Data records
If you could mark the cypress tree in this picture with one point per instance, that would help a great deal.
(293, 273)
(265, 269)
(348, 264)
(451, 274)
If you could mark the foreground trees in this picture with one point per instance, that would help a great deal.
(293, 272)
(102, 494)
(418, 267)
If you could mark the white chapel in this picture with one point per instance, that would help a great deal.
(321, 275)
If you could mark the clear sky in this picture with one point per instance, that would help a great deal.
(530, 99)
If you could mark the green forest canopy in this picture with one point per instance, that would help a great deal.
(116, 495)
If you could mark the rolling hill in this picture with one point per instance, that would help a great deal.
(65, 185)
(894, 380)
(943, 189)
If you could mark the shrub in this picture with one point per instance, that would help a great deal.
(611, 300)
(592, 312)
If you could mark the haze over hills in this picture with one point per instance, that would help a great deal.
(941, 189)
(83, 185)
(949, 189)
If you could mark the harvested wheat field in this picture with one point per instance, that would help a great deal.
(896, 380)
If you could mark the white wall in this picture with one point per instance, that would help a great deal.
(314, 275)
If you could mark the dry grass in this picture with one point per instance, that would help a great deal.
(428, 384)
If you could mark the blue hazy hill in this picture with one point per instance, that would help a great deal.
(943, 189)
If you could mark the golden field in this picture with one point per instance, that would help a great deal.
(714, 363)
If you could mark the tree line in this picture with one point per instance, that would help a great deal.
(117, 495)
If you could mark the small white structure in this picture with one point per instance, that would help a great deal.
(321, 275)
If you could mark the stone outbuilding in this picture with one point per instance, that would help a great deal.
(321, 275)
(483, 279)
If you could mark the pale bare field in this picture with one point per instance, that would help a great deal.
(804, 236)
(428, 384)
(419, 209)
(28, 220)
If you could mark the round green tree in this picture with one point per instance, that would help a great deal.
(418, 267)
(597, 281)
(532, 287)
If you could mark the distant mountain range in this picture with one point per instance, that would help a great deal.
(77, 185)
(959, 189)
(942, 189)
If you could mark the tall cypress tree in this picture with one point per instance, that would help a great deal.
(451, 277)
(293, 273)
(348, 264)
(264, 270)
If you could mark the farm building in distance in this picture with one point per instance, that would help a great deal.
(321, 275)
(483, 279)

- **What needs to be done**
Give back the lines above exactly, from the one with "If you could mark the tree" through the last line.

- **Result**
If you could mark the tree line in this picture with one point per instance, that would help a great deal.
(117, 495)
If you could mark the small white structure in this picture with one point per instance, that would help a great deal.
(321, 275)
If you could mark the stone outbuilding in this picture with one point per instance, that would help a great deal.
(321, 275)
(483, 279)
If you could mark the pale bare field in this picture with one point per instance, that would help a great deal.
(804, 236)
(428, 384)
(419, 209)
(28, 220)
If you could mark the round green tree in this picture with one point per instance, that would help a great deal.
(418, 267)
(597, 281)
(532, 287)
If you could mark the distant mountain range in this picture with one point per instance, that would help a great deal.
(77, 185)
(959, 189)
(942, 189)
If you could mark the tall cypress tree in this picture with one point per instance, that would help a great deal.
(451, 277)
(293, 273)
(348, 264)
(264, 270)
If you could mark the farm building in distance in this picture with one point per instance, that would help a great deal.
(321, 275)
(483, 279)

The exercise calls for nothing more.